▶ **Exercise**
Copy the rows below, requests included, from the line containing "Indicate one point for each instance of the nurse in" through the end of the rows, with both ends included, and shift each pixel coordinate in the answers by adding -68 to it. Leave the pictures out of your answer.

▶ **Input**

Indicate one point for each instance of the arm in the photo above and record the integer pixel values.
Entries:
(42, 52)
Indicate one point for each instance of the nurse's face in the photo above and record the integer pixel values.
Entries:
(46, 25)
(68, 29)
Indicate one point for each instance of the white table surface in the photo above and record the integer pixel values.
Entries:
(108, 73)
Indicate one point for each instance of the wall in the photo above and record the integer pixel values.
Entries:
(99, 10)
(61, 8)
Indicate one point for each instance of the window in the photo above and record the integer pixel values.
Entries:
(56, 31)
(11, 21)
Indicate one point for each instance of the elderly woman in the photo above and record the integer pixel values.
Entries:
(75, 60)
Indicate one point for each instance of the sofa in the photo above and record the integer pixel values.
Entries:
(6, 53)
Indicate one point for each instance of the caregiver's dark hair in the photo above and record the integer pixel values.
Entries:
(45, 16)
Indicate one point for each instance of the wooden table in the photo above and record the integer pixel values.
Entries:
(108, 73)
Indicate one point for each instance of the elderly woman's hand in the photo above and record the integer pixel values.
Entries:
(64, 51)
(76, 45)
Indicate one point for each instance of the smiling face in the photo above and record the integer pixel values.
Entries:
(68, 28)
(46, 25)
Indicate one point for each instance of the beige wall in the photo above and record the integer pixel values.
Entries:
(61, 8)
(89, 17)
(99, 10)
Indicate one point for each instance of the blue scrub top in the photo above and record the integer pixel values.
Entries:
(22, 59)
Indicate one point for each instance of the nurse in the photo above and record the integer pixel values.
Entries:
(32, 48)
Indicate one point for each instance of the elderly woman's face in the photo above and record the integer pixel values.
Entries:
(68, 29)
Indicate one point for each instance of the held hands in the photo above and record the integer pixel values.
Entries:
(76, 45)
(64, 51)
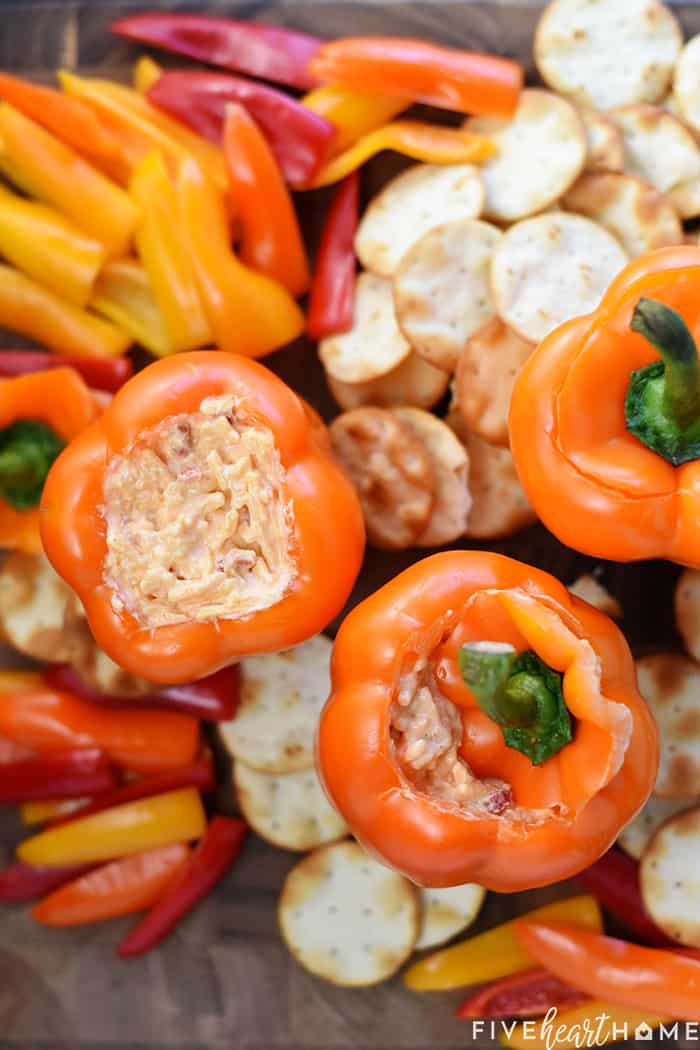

▶ **Completed exercise**
Indicate one point for each instance of the nurse in the photo above and record the integer pixel values.
Entries:
(-36, -20)
Indicate one point for each instance of the elderly woman's face in the photo above and record the integer pixel values.
Entries:
(0, -39)
Indicate one point for each instance of the held hands in the photo above and record the integer pixel values.
Entries:
(8, -23)
(-4, -17)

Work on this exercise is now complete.